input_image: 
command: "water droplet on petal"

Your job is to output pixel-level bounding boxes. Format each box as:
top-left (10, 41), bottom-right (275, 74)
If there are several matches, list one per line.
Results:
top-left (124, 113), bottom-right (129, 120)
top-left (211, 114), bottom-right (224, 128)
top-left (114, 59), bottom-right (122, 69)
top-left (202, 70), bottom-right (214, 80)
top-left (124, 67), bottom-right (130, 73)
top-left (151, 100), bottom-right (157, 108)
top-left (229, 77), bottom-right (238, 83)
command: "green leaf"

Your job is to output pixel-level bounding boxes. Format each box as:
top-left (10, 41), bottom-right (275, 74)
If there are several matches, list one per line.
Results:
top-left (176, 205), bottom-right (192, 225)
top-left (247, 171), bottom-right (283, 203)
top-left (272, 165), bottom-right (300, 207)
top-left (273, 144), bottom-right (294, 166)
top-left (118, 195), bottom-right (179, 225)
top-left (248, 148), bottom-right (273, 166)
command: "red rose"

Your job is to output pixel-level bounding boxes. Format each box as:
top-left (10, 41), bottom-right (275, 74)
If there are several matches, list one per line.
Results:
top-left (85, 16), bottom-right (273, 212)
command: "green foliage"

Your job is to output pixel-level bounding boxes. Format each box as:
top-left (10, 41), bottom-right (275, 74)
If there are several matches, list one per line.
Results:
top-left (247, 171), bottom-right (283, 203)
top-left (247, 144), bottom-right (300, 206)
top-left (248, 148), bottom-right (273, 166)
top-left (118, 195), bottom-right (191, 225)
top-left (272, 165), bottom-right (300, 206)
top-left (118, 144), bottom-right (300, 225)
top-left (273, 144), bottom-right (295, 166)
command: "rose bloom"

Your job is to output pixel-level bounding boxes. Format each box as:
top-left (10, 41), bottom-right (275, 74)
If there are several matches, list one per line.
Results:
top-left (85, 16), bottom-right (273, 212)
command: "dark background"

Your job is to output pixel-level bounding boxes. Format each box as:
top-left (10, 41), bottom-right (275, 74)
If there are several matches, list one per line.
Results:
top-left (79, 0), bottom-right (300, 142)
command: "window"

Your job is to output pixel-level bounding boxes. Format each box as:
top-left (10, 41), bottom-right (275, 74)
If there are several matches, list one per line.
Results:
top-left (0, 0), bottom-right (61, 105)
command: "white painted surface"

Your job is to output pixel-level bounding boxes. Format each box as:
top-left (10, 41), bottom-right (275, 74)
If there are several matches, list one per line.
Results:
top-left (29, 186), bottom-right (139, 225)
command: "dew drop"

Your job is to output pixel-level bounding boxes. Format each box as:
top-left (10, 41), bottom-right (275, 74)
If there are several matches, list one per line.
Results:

Exercise goal: Collect every line in the listing that contains the string "green" and copy each one in full.

Full solution:
command: "green leaf"
command: "green foliage"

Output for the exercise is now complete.